Stored data:
++++++
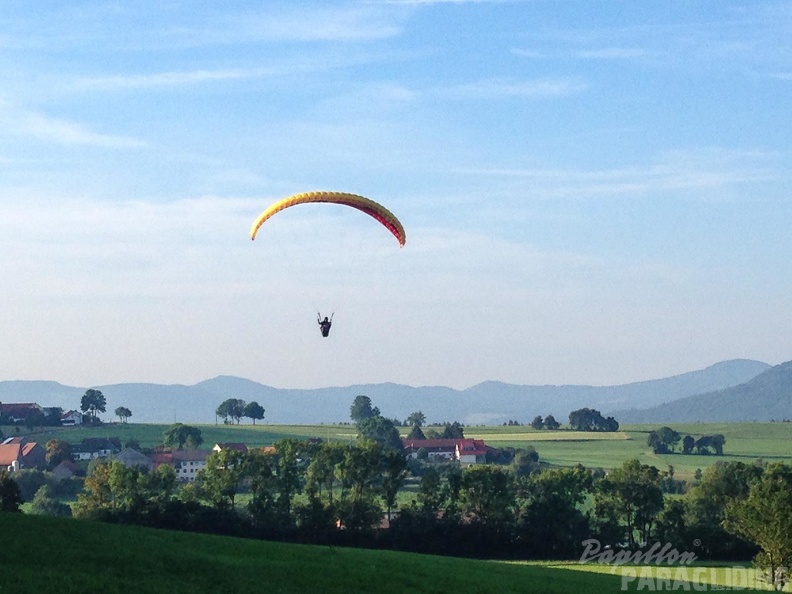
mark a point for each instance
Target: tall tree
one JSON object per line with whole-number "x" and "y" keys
{"x": 453, "y": 431}
{"x": 416, "y": 419}
{"x": 254, "y": 411}
{"x": 394, "y": 471}
{"x": 487, "y": 495}
{"x": 381, "y": 430}
{"x": 222, "y": 477}
{"x": 178, "y": 435}
{"x": 765, "y": 519}
{"x": 361, "y": 409}
{"x": 10, "y": 494}
{"x": 233, "y": 408}
{"x": 93, "y": 402}
{"x": 123, "y": 413}
{"x": 57, "y": 452}
{"x": 633, "y": 493}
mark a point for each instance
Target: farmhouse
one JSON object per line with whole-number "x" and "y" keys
{"x": 239, "y": 447}
{"x": 185, "y": 463}
{"x": 466, "y": 451}
{"x": 66, "y": 470}
{"x": 17, "y": 453}
{"x": 18, "y": 412}
{"x": 131, "y": 458}
{"x": 96, "y": 447}
{"x": 71, "y": 418}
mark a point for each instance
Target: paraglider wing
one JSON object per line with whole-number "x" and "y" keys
{"x": 371, "y": 208}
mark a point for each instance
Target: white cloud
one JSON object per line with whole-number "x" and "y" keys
{"x": 62, "y": 131}
{"x": 701, "y": 169}
{"x": 612, "y": 53}
{"x": 504, "y": 87}
{"x": 165, "y": 79}
{"x": 23, "y": 122}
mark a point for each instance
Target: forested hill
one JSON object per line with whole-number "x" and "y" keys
{"x": 766, "y": 397}
{"x": 486, "y": 403}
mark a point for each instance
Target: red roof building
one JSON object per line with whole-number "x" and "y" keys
{"x": 466, "y": 451}
{"x": 17, "y": 453}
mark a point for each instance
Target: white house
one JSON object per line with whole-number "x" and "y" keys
{"x": 71, "y": 418}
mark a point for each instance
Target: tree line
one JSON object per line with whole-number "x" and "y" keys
{"x": 665, "y": 441}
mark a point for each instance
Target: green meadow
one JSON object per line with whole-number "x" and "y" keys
{"x": 77, "y": 556}
{"x": 745, "y": 442}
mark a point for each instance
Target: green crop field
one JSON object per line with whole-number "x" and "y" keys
{"x": 745, "y": 442}
{"x": 75, "y": 556}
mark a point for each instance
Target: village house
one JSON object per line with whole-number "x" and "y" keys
{"x": 17, "y": 453}
{"x": 71, "y": 418}
{"x": 66, "y": 470}
{"x": 239, "y": 447}
{"x": 131, "y": 458}
{"x": 470, "y": 451}
{"x": 96, "y": 447}
{"x": 465, "y": 451}
{"x": 185, "y": 463}
{"x": 13, "y": 413}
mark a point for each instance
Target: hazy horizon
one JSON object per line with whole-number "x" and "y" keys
{"x": 592, "y": 193}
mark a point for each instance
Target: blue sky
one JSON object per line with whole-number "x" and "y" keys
{"x": 593, "y": 192}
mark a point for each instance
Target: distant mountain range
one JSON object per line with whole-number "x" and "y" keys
{"x": 739, "y": 389}
{"x": 766, "y": 397}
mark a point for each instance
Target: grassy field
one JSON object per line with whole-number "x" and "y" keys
{"x": 745, "y": 442}
{"x": 70, "y": 556}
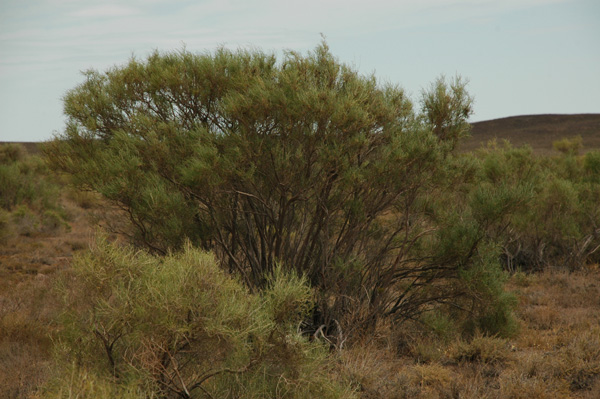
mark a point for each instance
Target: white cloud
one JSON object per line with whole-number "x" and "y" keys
{"x": 105, "y": 10}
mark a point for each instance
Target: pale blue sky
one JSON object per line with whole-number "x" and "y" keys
{"x": 520, "y": 56}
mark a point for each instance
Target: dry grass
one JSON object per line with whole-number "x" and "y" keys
{"x": 555, "y": 355}
{"x": 538, "y": 131}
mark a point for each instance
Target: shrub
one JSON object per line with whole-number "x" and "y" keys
{"x": 301, "y": 163}
{"x": 137, "y": 325}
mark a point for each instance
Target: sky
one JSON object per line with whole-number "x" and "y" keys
{"x": 520, "y": 57}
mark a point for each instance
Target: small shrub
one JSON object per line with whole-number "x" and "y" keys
{"x": 177, "y": 326}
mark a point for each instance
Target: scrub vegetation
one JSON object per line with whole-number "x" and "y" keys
{"x": 292, "y": 229}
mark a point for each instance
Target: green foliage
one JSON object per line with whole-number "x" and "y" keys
{"x": 137, "y": 325}
{"x": 301, "y": 162}
{"x": 28, "y": 195}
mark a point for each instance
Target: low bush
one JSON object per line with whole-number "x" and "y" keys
{"x": 137, "y": 325}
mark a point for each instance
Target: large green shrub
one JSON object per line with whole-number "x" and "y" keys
{"x": 138, "y": 325}
{"x": 300, "y": 162}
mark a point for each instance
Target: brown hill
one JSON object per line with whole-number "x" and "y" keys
{"x": 538, "y": 131}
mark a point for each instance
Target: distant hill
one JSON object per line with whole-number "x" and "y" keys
{"x": 538, "y": 131}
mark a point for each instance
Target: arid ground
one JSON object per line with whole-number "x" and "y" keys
{"x": 556, "y": 353}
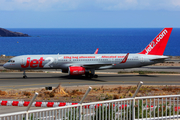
++++++
## The exercise
Count the lines above that contain the word "green" and give only that number.

## Solution for this problem
4